EXCERPT:

The second voltage divider 922 may connect the first pixel PX1 and the third pixel PX3 adjacent in the second direction DR2 in the first column to each other. The second voltage divider 922 may generate a second intermediate data voltage based on the first data voltage Vdt1 applied to the first pixel PX1 and the third data voltage Vdt3 applied to the third pixel PX3. Here, the first data voltage Vdt1 applied to the first pixel PX1 may be, e.g., the first data voltage Vdt1 applied to the first node N1 of the first pixel PX1 through the turned-on first switching transistor Ts1. Further, the third data voltage Vdt3 applied to the third pixel PX3 may be, e.g., the third data voltage Vdt3 applied to the first node N1 of the third pixel PX3 through the turned-on third switching transistor Ts3. The second average data voltage may include an average value for the first data voltage Vdt1 applied to the first pixel PX1 and the third data voltage Vdt3 applied to the third pixel PX3. For example, a value obtained by dividing the sum of the value of the first data voltage Vdt1 applied to the first pixel PX1 and the value of the third data voltage Vdt3 applied to the third pixel PX3 by 2 may be the value of the aforementioned second average data voltage.

The second voltage divider 922 may include at least one resistor and the second transistor Tr2. For example, the second voltage divider 922 may include the third resistor R3, the fourth resistor R4, and the second transistor Tr2 that are connected to each other through the third node N3 of the second voltage divider 922.

The third resistor R3 of the second voltage divider 922 may be connected between the first node N1 (e.g., the gate electrode of the third driving transistor Td3) of the third pixel PX3 and the third node N3 of the second voltage divider 922.

The fourth resistor R4 of the second voltage divider 922 may be connected between the third node N3 of the second voltage divider 922 and the drain electrode of the fourth switching transistor Ts4 of the fourth pixel PX4.

The second transistor Tr2 of the second voltage divider 922 may include a gate electrode connected to the second scan line SL2, a source electrode connected to the first node N1 (e.g., the gate electrode of the first driving transistor Td1) of the first pixel PX1, and a drain electrode connected to the third node N3 of the second voltage divider 922.

In one or more embodiments, the number of pixels connected to each other by the second voltage divider 922 may be two or more. For example, three or more pixels adjacent to each other in the second direction DR2 in the first column may be connected to each other by the second voltage divider 922.

In accordance with the display device 10 of FIG. 13, the first voltage divider 921 and the second voltage divider 922 may be connected to each other through the first node N1 of the first pixel PX1. Accordingly, the first to fourth pixels PX1 to PX4 may be connected to each other by the first voltage divider 921 and the second voltage divider 922.

Because the operation of the display device 10 of FIG. 13 configured as described above is substantially the same as the operation of the display device 10 of FIG. 9 described above and the operation of the display device 10 of FIG. 11 described above, the operation of the display device of FIG. 13 refers to the operation of the display device 10 of FIGS. 9 and 11.

PROVIDED RECORDS:
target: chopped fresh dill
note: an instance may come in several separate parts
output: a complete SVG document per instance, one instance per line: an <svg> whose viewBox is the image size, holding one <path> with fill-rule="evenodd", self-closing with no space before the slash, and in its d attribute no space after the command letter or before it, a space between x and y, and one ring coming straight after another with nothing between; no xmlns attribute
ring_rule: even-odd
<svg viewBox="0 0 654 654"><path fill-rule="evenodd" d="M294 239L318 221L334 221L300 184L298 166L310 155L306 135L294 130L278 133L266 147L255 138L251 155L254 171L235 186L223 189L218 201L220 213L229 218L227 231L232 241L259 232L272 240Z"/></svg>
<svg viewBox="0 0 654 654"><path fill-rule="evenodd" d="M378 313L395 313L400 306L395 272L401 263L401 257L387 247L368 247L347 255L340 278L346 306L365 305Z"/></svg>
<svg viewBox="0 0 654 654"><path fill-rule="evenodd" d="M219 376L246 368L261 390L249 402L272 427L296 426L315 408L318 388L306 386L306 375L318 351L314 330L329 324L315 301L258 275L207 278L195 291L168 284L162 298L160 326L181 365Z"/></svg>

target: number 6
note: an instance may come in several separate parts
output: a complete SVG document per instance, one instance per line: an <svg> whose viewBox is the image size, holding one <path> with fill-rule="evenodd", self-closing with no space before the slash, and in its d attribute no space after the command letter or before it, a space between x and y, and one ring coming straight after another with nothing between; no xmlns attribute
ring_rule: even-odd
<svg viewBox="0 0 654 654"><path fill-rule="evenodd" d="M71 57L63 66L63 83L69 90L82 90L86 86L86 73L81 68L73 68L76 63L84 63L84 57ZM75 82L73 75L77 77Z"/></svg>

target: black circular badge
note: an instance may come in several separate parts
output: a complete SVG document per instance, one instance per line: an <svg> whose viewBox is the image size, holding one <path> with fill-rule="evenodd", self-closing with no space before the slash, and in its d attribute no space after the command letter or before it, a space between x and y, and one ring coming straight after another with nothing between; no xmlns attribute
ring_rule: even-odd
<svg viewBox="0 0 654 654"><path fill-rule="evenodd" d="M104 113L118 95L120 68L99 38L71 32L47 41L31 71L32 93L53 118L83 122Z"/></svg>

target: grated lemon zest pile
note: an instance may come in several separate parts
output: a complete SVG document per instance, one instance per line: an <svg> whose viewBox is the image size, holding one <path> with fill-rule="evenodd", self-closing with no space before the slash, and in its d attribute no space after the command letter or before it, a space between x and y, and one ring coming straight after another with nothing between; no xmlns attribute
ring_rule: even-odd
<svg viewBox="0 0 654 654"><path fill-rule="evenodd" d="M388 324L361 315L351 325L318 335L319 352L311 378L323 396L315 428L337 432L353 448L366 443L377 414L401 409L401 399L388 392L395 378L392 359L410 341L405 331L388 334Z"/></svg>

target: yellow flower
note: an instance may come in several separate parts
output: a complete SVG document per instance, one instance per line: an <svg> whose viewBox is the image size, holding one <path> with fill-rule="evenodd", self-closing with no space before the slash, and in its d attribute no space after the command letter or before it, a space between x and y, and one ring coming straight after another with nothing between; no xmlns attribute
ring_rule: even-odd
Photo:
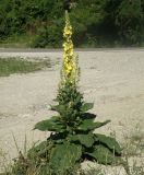
<svg viewBox="0 0 144 175"><path fill-rule="evenodd" d="M79 68L77 61L75 59L73 43L71 39L72 36L72 26L70 24L69 14L65 12L65 27L63 30L63 67L61 73L61 84L67 82L74 83L79 80Z"/></svg>

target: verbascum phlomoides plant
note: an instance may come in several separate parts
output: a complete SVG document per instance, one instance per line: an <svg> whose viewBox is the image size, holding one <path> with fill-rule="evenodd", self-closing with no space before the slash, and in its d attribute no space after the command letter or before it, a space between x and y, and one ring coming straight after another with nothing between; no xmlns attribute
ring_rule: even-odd
<svg viewBox="0 0 144 175"><path fill-rule="evenodd" d="M94 104L85 103L79 92L80 69L73 49L72 33L69 13L65 12L61 80L55 100L57 105L51 106L58 115L35 125L35 129L51 131L47 141L35 150L48 162L48 170L59 174L64 174L84 160L112 164L121 155L121 148L115 138L96 133L97 128L110 120L96 121L96 115L88 113ZM46 168L45 165L43 167Z"/></svg>

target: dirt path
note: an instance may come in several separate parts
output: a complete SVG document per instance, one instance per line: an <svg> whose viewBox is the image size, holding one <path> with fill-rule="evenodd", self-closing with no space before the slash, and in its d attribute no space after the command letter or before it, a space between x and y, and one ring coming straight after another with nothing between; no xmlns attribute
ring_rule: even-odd
<svg viewBox="0 0 144 175"><path fill-rule="evenodd" d="M61 52L0 52L1 56L48 57L60 61ZM80 89L85 100L95 102L93 112L98 120L111 119L99 131L109 135L115 130L120 141L136 125L144 132L144 51L79 51L79 56ZM21 149L25 135L28 144L48 136L32 129L52 115L48 105L56 97L59 72L60 63L36 73L0 78L0 149L10 158L17 153L12 135Z"/></svg>

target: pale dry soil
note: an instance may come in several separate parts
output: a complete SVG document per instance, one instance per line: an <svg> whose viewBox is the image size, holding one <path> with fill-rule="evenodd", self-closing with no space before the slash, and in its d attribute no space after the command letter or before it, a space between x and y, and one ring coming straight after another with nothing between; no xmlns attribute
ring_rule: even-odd
<svg viewBox="0 0 144 175"><path fill-rule="evenodd" d="M98 132L115 133L119 142L139 126L144 132L144 51L99 50L79 51L80 90L86 102L94 102L97 120L111 122ZM23 149L49 133L33 130L37 121L49 118L48 109L57 95L62 52L0 52L7 56L50 58L50 69L28 74L0 78L0 149L13 159ZM28 59L28 58L27 58ZM59 62L59 63L58 63ZM1 167L3 160L1 159Z"/></svg>

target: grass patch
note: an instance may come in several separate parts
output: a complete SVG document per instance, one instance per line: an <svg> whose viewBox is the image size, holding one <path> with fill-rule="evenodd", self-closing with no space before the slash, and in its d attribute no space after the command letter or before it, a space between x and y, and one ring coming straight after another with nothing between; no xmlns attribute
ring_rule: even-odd
<svg viewBox="0 0 144 175"><path fill-rule="evenodd" d="M25 60L22 58L0 58L0 77L13 73L28 73L50 68L50 60Z"/></svg>

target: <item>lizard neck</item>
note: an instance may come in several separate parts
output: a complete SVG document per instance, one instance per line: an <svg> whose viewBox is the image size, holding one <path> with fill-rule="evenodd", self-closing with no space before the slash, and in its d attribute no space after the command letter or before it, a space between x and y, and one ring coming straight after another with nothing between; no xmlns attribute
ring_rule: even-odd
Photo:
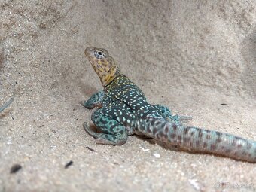
<svg viewBox="0 0 256 192"><path fill-rule="evenodd" d="M103 87L104 90L109 92L111 91L113 89L120 88L124 85L131 84L133 84L133 82L126 76L123 74L118 74L109 84Z"/></svg>

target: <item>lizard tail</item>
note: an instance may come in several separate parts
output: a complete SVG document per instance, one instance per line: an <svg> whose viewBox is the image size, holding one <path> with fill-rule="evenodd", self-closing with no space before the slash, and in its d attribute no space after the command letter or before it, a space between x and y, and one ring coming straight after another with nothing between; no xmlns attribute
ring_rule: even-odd
<svg viewBox="0 0 256 192"><path fill-rule="evenodd" d="M139 130L148 136L185 150L256 163L254 141L218 131L178 125L151 117L140 125Z"/></svg>

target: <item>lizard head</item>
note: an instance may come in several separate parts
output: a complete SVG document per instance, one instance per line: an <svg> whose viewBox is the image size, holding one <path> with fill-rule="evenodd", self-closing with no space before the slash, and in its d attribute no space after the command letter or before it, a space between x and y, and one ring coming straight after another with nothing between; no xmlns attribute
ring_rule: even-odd
<svg viewBox="0 0 256 192"><path fill-rule="evenodd" d="M108 50L89 47L84 54L92 64L103 87L107 86L119 74L119 69Z"/></svg>

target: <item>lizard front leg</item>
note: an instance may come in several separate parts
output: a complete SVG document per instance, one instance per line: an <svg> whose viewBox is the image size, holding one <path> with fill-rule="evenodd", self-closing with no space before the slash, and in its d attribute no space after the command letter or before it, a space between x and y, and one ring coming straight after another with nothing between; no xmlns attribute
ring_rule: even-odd
<svg viewBox="0 0 256 192"><path fill-rule="evenodd" d="M102 105L104 95L104 90L99 91L92 95L87 101L81 102L80 103L88 109L93 109L93 108L99 107Z"/></svg>
<svg viewBox="0 0 256 192"><path fill-rule="evenodd" d="M94 124L101 133L92 131L86 123L84 124L84 130L91 136L96 139L99 144L110 144L119 145L124 144L128 138L127 130L117 120L110 115L111 108L99 108L95 111L91 117Z"/></svg>

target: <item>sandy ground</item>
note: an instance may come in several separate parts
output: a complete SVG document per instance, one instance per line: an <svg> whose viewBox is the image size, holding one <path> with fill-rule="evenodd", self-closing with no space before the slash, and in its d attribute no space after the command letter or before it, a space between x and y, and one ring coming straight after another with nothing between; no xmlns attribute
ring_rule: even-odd
<svg viewBox="0 0 256 192"><path fill-rule="evenodd" d="M15 98L0 191L256 190L253 163L136 136L96 145L79 104L102 89L84 50L104 47L151 103L256 140L255 1L4 0L0 13L0 102Z"/></svg>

SHORT EXERCISE:
Reproduce the portion of the voltage divider excerpt that begins at "The fourth resistor R4 of" and stops after "by the second voltage divider 922.", keeping every word unchanged.

ANSWER TO THE PROBLEM:
The fourth resistor R4 of the second voltage divider 922 may be connected between the third node N3 of the second voltage divider 922 and the drain electrode of the fourth switching transistor Ts4 of the fourth pixel PX4.

The second transistor Tr2 of the second voltage divider 922 may include a gate electrode connected to the second scan line SL2, a source electrode connected to the first node N1 (e.g., the gate electrode of the first driving transistor Td1) of the first pixel PX1, and a drain electrode connected to the third node N3 of the second voltage divider 922.

In one or more embodiments, the number of pixels connected to each other by the second voltage divider 922 may be two or more. For example, three or more pixels adjacent to each other in the second direction DR2 in the first column may be connected to each other by the second voltage divider 922.